● **SELECTED TEXT**:
= = = = = = =

Unlike existing treatments that primarily aim to slow disease progression, the new therapy, spearheaded by Professor Jin Woo Kim from KAIST’s Department of Biological Sciences, targets the underlying inability of mammalian retinas to repair themselves.
The research, published on March 25th in Nature Communications, identifies a key protein, PROX1 (prospero homeobox 1), as a major roadblock to natural retinal repair in mammals. While cold-blooded animals like fish can regenerate retinal tissue after injury via Müller glia cells, mammalian Müller glia are inhibited. Professor Kim’s team discovered that in damaged mammalian retinas, PROX1 accumulates in Müller glia, suppressing their regenerative potential. Crucially, they found this PROX1 isn’t produced by the glia themselves but is absorbed from surrounding damaged neurons that fail to degrade the protein.
Leveraging this discovery, the researchers developed an antibody designed to intercept and neutralize extracellular PROX1 before it can be taken up by the Müller glia. This antibody was developed in collaboration with Celliaz Inc., a biotech startup founded by Professor Kim’s lab.
In experiments using mouse models of retinal disease, including retinitis pigmentosa, administration of the PROX1-neutralizing antibody successfully triggered significant neural regeneration within the retina. Remarkably, delivering the antibody gene directly to the retina led to sustained regeneration and vision restoration lasting for over six months, marking the first instance of long-term retinal repair achieved in a mammal.

= = = = = = =

● **INPUT DATA**:
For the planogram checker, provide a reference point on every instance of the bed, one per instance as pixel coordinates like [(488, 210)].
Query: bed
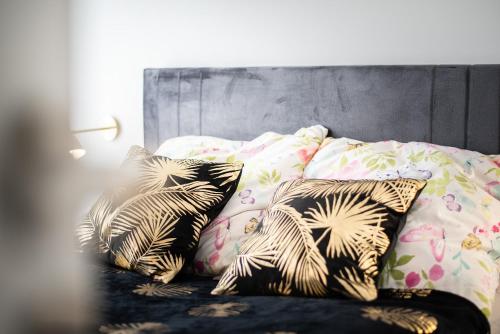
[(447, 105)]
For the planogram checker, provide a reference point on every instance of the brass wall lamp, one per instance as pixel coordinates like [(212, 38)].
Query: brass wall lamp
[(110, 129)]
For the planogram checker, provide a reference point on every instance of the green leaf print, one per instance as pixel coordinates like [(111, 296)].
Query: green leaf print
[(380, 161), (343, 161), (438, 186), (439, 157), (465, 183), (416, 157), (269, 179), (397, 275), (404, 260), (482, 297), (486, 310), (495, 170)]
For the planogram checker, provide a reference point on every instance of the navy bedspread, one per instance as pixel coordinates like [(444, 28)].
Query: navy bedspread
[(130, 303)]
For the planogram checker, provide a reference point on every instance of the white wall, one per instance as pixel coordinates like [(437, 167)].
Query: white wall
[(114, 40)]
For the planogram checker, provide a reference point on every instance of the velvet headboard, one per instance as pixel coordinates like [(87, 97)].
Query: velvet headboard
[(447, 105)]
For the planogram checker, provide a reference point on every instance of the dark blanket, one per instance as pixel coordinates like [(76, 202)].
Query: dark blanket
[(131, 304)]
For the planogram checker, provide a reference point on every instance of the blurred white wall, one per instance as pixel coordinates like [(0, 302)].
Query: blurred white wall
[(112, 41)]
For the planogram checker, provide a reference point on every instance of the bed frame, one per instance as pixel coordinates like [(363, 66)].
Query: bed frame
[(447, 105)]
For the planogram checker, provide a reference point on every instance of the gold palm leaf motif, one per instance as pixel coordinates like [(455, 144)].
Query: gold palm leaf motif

= = = = = = =

● **EXERCISE TASKS**:
(a) Answer these questions from the article on retinal regeneration:
(i) In which journal was the research published?
(ii) Which company helped develop the antibody?
(iii) How long did regeneration and vision restoration last when the antibody gene was delivered directly to the retina?
(b) Carry on the article on retinal regeneration past its final sentence.

● **RESPONSES**:
(a)
(i) Nature Communications
(ii) Celliaz Inc.
(iii) Over six months

(b)
“Studies on fish have shown that retinal injuries trigger Müller glia to become progenitor cells, generating new neurons,” explained Professor Kim. “In mammals, this process is blocked. Our work identified PROX1 as the key inhibitor and demonstrated that blocking its transfer between cells can unlock the retina’s regenerative potential.”
Celliaz Inc. is now actively developing this antibody therapy, designated CLZ001, for human use against a range of degenerative retinal diseases lacking effective treatments.
“We are completing the optimization of the PROX1-neutralizing antibody (CLZ001) and preparing for preclinical studies,” stated Dr. Eun Jung Lee, involved in the research and development. “Our ultimate goal is to provide a tangible solution for patients facing blindness who currently have limited or no therapeutic options.”
The company is aiming to initiate human clinical trials by 2028, potentially paving the way for the first treatments capable of not just halting, but reversing vision loss from retinal damage.
Disclaimer: The research described in this article is based on preclinical studies conducted in animal models (mice). While promising, the findings have not yet been validated in humans. The therapy (CLZ001) is currently under development and requires further preclinical testing and successful human clinical trials to demonstrate safety and efficacy before becoming available as a treatment.